Exercise directions
Whenever a line of the records below contains the word "Find", copy that line.
[Data provided]
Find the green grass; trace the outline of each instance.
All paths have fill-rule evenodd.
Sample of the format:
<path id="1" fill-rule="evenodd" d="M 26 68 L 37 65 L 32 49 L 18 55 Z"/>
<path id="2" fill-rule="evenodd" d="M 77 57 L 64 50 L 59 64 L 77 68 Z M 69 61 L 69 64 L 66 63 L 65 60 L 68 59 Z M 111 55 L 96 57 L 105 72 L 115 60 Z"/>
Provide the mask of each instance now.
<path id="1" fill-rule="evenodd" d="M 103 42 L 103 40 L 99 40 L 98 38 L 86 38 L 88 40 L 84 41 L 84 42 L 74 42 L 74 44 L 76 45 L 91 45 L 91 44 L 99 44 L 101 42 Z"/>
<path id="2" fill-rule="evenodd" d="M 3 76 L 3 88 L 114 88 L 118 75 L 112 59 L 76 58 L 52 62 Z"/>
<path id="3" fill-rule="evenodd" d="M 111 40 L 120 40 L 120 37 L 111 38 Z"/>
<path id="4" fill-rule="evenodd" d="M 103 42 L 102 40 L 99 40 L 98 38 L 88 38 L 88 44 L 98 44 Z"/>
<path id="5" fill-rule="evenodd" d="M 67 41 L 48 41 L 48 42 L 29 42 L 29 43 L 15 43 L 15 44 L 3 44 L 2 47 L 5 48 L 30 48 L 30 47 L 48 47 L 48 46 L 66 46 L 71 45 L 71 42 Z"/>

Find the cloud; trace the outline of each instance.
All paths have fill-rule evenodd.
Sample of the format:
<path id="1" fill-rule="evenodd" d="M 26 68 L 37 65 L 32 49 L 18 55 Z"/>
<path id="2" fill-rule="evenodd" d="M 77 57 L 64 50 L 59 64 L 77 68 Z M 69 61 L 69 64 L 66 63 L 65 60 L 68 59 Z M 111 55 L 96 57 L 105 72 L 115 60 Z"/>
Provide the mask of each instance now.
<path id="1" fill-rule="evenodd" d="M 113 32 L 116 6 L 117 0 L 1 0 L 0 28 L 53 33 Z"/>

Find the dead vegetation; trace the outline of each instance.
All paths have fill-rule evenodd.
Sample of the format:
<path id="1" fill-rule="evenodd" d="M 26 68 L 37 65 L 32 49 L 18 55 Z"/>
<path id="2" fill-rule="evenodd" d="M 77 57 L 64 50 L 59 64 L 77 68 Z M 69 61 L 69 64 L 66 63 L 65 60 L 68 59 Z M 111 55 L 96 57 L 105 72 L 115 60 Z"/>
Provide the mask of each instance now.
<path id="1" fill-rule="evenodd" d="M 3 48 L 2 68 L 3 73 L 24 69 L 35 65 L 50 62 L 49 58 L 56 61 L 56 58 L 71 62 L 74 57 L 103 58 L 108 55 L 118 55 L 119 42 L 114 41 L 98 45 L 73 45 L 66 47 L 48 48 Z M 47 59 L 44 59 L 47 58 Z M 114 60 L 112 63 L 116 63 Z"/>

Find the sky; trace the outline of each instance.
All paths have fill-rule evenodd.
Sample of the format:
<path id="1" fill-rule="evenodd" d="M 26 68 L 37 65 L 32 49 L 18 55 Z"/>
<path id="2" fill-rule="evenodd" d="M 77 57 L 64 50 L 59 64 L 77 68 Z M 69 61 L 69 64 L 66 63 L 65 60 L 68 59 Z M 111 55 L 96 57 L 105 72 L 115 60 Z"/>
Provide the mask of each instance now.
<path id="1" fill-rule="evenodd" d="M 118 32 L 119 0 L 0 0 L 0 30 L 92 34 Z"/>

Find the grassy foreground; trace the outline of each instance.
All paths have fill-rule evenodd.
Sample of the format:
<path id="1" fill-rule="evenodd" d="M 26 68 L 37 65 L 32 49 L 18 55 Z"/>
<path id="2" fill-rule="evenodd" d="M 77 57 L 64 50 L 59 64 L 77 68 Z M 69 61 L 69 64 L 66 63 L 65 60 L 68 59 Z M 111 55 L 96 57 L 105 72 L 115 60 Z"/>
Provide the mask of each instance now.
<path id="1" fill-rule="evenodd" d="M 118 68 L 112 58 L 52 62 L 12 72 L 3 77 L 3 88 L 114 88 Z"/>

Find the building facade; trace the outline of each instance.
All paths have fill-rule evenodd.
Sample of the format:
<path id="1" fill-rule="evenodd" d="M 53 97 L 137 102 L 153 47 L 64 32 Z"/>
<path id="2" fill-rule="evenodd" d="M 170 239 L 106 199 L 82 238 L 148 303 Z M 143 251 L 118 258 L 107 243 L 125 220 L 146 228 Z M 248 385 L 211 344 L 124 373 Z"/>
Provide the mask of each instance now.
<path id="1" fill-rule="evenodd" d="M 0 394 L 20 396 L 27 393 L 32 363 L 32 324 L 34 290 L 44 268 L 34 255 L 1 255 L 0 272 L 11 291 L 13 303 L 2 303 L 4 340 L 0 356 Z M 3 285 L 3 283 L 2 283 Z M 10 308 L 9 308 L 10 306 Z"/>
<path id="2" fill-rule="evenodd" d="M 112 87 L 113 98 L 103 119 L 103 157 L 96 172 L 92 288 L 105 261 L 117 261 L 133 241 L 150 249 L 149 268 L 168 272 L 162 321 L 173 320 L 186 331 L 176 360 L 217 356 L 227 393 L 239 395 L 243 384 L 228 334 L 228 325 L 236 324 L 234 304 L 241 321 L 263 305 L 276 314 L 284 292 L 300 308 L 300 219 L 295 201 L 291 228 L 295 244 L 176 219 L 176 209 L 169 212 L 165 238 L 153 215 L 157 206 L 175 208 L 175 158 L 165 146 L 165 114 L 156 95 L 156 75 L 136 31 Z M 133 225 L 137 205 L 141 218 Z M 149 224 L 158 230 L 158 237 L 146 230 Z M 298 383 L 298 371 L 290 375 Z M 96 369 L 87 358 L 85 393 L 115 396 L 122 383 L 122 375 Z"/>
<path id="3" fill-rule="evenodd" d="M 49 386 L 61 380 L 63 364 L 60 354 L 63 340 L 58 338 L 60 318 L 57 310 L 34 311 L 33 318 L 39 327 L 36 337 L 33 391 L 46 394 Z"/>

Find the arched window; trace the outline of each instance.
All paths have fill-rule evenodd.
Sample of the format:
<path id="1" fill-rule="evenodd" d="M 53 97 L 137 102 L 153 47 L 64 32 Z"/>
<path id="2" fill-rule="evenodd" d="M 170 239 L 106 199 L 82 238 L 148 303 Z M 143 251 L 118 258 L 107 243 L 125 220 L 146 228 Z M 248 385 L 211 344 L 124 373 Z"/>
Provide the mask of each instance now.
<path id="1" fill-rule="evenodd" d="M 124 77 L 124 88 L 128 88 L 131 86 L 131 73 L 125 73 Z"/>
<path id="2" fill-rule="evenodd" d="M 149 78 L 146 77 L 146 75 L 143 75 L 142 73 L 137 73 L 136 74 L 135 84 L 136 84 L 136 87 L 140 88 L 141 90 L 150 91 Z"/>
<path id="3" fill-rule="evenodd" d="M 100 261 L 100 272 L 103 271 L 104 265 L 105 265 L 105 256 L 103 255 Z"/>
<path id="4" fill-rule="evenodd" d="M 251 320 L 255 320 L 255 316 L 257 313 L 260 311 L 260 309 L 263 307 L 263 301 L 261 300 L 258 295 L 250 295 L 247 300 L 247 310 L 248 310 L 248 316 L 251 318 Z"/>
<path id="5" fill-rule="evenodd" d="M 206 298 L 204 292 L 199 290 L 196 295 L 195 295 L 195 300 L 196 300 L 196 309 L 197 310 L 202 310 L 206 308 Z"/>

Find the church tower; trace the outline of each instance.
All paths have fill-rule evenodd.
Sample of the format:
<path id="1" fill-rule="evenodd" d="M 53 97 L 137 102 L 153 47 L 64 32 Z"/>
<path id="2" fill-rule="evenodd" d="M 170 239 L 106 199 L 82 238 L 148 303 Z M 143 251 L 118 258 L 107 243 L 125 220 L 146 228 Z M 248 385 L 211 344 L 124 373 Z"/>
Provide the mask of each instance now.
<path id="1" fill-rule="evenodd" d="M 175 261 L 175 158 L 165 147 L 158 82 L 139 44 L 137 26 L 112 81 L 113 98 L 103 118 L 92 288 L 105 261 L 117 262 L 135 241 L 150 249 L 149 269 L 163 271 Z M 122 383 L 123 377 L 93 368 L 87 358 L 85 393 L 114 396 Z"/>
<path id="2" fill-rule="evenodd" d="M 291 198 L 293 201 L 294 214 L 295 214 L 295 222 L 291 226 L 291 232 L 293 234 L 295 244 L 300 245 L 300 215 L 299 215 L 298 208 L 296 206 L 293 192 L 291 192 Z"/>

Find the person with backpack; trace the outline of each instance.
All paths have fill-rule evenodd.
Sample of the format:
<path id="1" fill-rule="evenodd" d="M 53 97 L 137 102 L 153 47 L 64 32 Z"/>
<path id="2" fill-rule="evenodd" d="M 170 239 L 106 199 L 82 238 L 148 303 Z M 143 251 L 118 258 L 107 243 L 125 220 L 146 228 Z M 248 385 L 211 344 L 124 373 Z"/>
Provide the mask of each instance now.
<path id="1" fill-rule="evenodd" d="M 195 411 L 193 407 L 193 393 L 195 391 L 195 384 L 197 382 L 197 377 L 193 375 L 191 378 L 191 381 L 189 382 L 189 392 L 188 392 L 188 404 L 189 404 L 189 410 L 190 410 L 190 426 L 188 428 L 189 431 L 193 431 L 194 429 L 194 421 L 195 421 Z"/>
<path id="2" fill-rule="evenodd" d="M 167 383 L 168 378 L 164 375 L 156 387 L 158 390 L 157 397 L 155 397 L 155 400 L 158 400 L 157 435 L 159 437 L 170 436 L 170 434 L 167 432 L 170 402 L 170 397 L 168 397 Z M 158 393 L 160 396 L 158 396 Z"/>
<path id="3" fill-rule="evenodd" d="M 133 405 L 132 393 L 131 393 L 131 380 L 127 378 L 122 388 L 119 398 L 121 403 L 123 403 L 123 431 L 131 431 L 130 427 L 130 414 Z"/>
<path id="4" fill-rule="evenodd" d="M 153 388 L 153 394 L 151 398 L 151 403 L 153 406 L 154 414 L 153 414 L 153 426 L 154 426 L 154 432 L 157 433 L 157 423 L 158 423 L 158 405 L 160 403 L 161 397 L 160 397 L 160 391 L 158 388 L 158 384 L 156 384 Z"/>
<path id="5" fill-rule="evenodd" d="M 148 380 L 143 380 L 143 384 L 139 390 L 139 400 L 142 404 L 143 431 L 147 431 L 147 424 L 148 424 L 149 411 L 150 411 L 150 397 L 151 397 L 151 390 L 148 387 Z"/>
[/Data provided]
Task answer
Find the green grass; trace the outline of each instance.
Find the cloud; trace the outline of each instance.
Find the dead vegetation; trace the outline of each instance.
Find the sky; trace the outline of each instance.
Find the grassy foreground; trace the outline of each instance.
Find the building facade; trace the outline of each instance.
Find the arched window; trace the outline of each instance.
Find the church tower; trace the outline of each instance.
Find the person with backpack; trace the outline of each instance.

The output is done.